(Extracted data entries)
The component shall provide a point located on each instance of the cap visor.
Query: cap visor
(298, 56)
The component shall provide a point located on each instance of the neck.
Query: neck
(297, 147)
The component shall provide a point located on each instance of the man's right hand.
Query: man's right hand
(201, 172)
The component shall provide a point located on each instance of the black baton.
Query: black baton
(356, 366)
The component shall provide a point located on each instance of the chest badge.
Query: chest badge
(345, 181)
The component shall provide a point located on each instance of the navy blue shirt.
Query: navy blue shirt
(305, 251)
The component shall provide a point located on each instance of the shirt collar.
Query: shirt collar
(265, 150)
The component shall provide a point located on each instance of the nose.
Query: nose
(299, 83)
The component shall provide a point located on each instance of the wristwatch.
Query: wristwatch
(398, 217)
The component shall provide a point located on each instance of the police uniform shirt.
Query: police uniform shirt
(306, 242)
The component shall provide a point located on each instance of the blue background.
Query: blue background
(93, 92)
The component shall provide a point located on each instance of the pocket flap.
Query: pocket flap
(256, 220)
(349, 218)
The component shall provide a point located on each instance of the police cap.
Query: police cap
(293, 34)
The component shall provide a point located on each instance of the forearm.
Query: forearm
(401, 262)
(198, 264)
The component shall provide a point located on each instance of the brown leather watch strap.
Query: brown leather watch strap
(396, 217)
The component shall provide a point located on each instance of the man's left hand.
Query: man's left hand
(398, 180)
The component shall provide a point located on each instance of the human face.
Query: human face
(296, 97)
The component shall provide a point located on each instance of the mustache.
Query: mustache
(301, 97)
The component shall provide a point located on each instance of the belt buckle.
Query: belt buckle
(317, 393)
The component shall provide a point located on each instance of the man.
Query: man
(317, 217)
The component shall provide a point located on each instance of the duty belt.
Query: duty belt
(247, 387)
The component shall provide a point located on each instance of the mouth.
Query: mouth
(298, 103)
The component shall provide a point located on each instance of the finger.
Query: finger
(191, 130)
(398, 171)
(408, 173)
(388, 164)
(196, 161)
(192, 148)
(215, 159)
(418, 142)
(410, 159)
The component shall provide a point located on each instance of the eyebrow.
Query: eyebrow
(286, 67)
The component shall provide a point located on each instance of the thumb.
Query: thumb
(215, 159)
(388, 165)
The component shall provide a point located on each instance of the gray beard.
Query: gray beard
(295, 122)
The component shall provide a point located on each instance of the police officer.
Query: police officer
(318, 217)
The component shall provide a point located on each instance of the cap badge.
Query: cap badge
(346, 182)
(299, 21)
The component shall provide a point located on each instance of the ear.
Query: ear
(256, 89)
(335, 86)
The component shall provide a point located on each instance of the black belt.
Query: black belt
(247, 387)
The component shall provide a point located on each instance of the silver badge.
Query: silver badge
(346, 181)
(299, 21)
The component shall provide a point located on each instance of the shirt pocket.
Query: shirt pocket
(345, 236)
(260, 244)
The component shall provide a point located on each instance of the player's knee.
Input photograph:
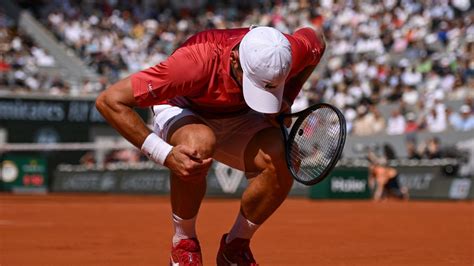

## EXERCISE
Your answer must be an exact copy of the records, with every picture left out.

## YOUR RESPONSE
The component shall provide a point located on each instance of the cap visor.
Query: cap visor
(298, 56)
The component shall provide a point located on each instance of the neck.
Query: neck
(297, 147)
The component shall provide a point located on each instance of the man's right hand.
Query: man's right hand
(201, 172)
The component shall provide a point located on each instance of the black baton.
Query: black baton
(356, 366)
The component shall provide a point located on each instance of the chest badge.
Query: chest badge
(345, 181)
The component shall provide a point located on each instance of the navy blue shirt.
Query: navy blue shirt
(305, 251)
The component shall provide a point located on each instance of the shirt collar.
Query: shirt collar
(265, 150)
The component shall provide a point located on each instance of the nose.
Query: nose
(299, 83)
The component shall provide a point located on each instance of the wristwatch.
Query: wristwatch
(398, 217)
The component shall provide a point located on each instance of the police uniform shirt.
Query: police uniform shirt
(306, 242)
The component shall provide a point located on each instance of the blue background.
Query: blue background
(93, 92)
The component shall provide a point located on each instance of the pocket flap.
Query: pocket flap
(256, 220)
(349, 218)
The component shall provide a point located on each instance of the police cap.
Query: police cap
(293, 34)
The component shall provide a point located on each instance of the forearm.
Query: forearm
(401, 262)
(198, 264)
The component shall provide a point located on each instance of the brown leather watch strap.
Query: brown leather watch strap
(396, 217)
The component shall provide a point located on each instance of the man's left hand.
Query: man's left hand
(398, 180)
The component shall provide a point located on each instance of the human face.
Query: human face
(296, 97)
The component shall provide a point located on each instance of the mustache.
Query: mustache
(301, 97)
The component shall provide a point located on each instance of the belt buckle.
Query: belt buckle
(317, 393)
The component shall provide a point located on each instance of the man.
Query: man
(317, 217)
The component shall provide a point located on each instance of the duty belt.
Query: duty belt
(247, 387)
The component shall provide a point located on each instance of the mouth.
Query: mouth
(298, 103)
The component shall provide a point located on each instance of the finger.
Query: finger
(191, 130)
(398, 171)
(408, 173)
(388, 164)
(196, 161)
(192, 148)
(215, 159)
(418, 142)
(410, 159)
The component shall provide a point located on each instance of the eyebrow.
Query: eyebrow
(286, 67)
The component shall provide a point located on each instance of the thumb.
Query: thumb
(215, 159)
(388, 165)
The component shall provide a point located on each instance of the gray beard.
Query: gray beard
(295, 122)
The component shall provide a point located on each instance of the police officer.
Query: police officer
(318, 217)
The component shall provide a point located on each instance of the cap badge.
Query: cap badge
(346, 182)
(299, 21)
The component shall provide a point located on each instance of the ear.
Query: ear
(256, 89)
(335, 86)
The component shall provide a point located on each instance of the black belt.
Query: black belt
(247, 387)
The component shall provide a point located on each instance of the silver badge.
Query: silver badge
(346, 181)
(299, 21)
The component shall provide a point located on each instance of the shirt pocket.
Query: shirt pocket
(345, 236)
(260, 244)
The component shall provide a point located on each instance of the player's knee.
Input photograph:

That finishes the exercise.